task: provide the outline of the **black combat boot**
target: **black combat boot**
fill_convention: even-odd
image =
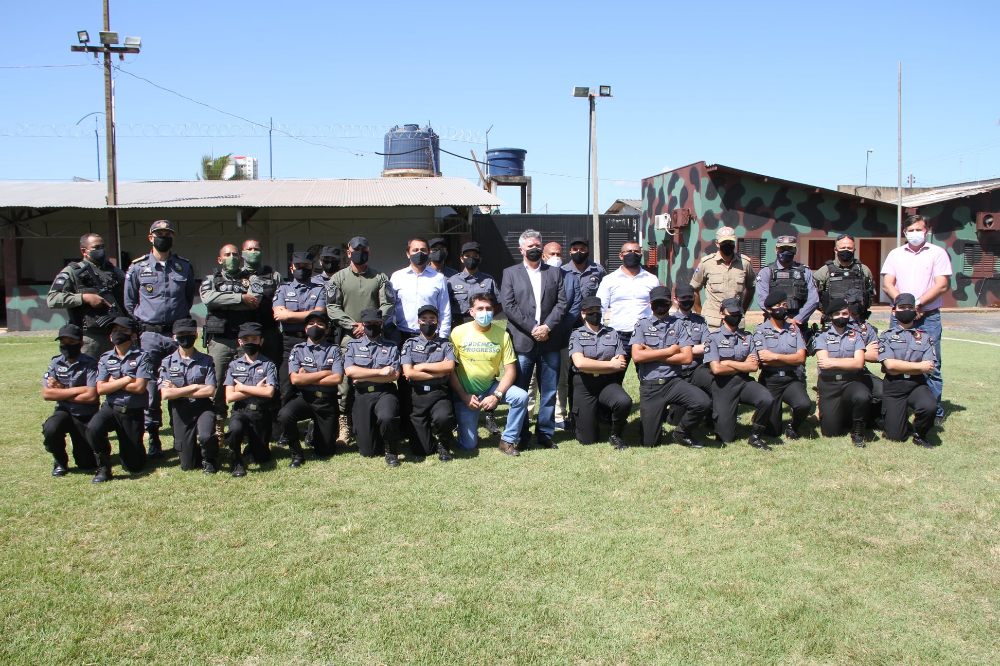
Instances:
[[[862,418],[851,423],[851,443],[858,448],[865,447],[865,419]]]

*AIM OF THE TASK*: Rewrite every line of the records above as a numbered list, skipping blank lines and leaving out the pictures.

*RESPONSE BELOW*:
1. task: provide the outline of the **black combat boot**
2. target: **black combat boot**
3. fill_convention: even-odd
4. image =
5. Instances:
6. [[[862,418],[851,423],[851,443],[858,448],[865,447],[865,419]]]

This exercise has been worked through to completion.